Predicate Pushdown

When DuckDB runs a SQL query that filters data from a table provided by the Airport extension, it can push those filter expressions down to the Arrow Flight server. This process, known as predicate pushdown, moves filtering closer to the data source, aiming to reduce the amount of data transferred back to the client.

For example, consider a query that only needs data from one month out of a full year. Without predicate pushdown, a basic Arrow Flight server might return the entire year’s data. With pushdown, the server can apply the filter and return only the relevant month’s data.

There’s currently no industry-wide standard for serializing filter predicates across different query engines1. The Airport extension utilizes the very useful ability of DuckDB to serialize expressions.

Since support for predicate pushdown is optional in Arrow Flight servers, the Airport extension still applies a final round of filtering on the client side. A future optimization may allow servers to signal when filtering has already been applied, making the final step redundant and potentially improving query performance.

Assume a DuckDB client is running a query where predicate pushdown is applicable. When the Airport extension requests Arrow Flight endpoints, it includes predicate information in the endpoints DoAction RPC.

The Arrow Flight server responds with a set of endpoints, each optionally containing an opaque ticket field. The ticket field may embed any details needed for filtering. It’s common for the servers to replicate the predicate information across all endpoints.

If the endpoints reference Parquet or other static files, the Airport extension handles predicate pushdown itself, taking advantage of DuckDB’s standard file-level optimizations.

Predicate Serialization

When the Airport Extension needs to serialize a set of expression filters it creates a JSON document with this format:

{
  "filters": [...],
  "column_binding_names_by_index": [COLUMN_NAME, ...]
}
Warning

DuckDB reserves the right to change the JSON serialization for each expression as new versions of DuckDB are released.

Examples

For a database table with this schema.

Column Name Column Type Null Key Default Extra
title VARCHAR YES NULL NULL NULL
post_time TIMESTAMP WITH TIME ZONE YES NULL NULL NULL
score FLOAT YES NULL NULL NULL

Example 1 (String Comparison)

SELECT * FROM example_table WHERE title = 'Y Combinator';

Produces:

{
  "filters": [
    {
      "expression_class": "BOUND_COMPARISON",
      "type": "COMPARE_EQUAL",
      "alias": "",
      "query_location": 18446744073709552000,
      "left": {
        "expression_class": "BOUND_COLUMN_REF",
        "type": "BOUND_COLUMN_REF",
        "alias": "title",
        "query_location": 18446744073709552000,
        "return_type": {
          "id": "VARCHAR",
          "type_info": null
        },
        "binding": {
          "table_index": 0,
          "column_index": 0
        },
        "depth": 0
      },
      "right": {
        "expression_class": "BOUND_CONSTANT",
        "type": "VALUE_CONSTANT",
        "alias": "",
        "query_location": 18446744073709552000,
        "value": {
          "type": {
            "id": "VARCHAR",
            "type_info": null
          },
          "is_null": false,
          "value": "Y Combinator"

* Exercises to complete:
**1)** Summarize the predicate pushdown page in two sentences.
**2)** From the predicate pushdown page, copy out the passage between "Column Name Column" and "1 (String Comparison)", inclusive.
**3)** According to the predicate pushdown page, why does the Airport extension still do a final round of filtering on the client side? Answer in one or two sentences.

* Data shown:

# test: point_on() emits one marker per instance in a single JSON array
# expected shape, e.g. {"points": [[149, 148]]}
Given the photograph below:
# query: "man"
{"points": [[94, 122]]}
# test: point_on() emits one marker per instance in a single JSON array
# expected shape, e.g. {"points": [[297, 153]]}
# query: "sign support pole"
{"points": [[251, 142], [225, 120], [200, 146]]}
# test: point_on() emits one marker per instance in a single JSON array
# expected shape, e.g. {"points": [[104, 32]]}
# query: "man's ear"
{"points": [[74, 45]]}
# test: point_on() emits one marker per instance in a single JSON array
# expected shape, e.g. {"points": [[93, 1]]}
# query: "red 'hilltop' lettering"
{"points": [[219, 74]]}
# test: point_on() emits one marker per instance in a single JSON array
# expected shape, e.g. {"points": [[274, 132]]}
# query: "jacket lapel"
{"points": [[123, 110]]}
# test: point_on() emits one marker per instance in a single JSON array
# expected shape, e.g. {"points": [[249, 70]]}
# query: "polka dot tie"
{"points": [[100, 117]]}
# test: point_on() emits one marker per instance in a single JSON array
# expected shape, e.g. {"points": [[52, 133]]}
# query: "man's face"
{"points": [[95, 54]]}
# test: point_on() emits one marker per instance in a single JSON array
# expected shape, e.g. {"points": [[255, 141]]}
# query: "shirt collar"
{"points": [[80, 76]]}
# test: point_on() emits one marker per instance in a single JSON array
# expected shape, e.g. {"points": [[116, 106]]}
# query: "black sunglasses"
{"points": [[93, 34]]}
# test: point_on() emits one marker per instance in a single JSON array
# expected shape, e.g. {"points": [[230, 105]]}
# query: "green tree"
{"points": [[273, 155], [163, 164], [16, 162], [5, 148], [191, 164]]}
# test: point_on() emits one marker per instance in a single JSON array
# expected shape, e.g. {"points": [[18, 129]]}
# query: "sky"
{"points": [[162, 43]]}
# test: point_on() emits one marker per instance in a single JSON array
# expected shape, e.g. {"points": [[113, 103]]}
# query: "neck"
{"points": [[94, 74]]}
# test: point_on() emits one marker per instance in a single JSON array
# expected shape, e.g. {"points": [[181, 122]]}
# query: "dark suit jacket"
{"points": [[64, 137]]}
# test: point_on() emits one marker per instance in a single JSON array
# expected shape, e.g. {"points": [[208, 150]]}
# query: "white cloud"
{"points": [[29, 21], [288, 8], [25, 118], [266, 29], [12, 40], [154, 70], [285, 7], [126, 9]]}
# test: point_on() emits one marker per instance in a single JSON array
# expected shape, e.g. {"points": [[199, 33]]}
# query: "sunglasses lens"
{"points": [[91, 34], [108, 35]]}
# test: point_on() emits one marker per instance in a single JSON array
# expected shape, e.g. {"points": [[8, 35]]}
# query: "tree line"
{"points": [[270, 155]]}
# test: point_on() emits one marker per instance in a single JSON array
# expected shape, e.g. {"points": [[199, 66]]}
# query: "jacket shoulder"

* Completed exercise:
**1)** With predicate pushdown, DuckDB sends the filter expressions of a query on an Airport extension table to the Arrow Flight server, so that less data has to travel back to the client. The Airport extension passes this predicate information as a JSON document built from DuckDB's expression serialization, and it still filters on the client side because servers are not required to support pushdown.

**2)**
Column Name Column Type Null Key Default Extra
title VARCHAR YES NULL NULL NULL
post_time TIMESTAMP WITH TIME ZONE YES NULL NULL NULL
score FLOAT YES NULL NULL NULL

Example 1 (String Comparison)

**3)** Arrow Flight servers are not required to support predicate pushdown, so the server may not have applied the filter. The client-side filtering makes sure the results are still correct when that happens.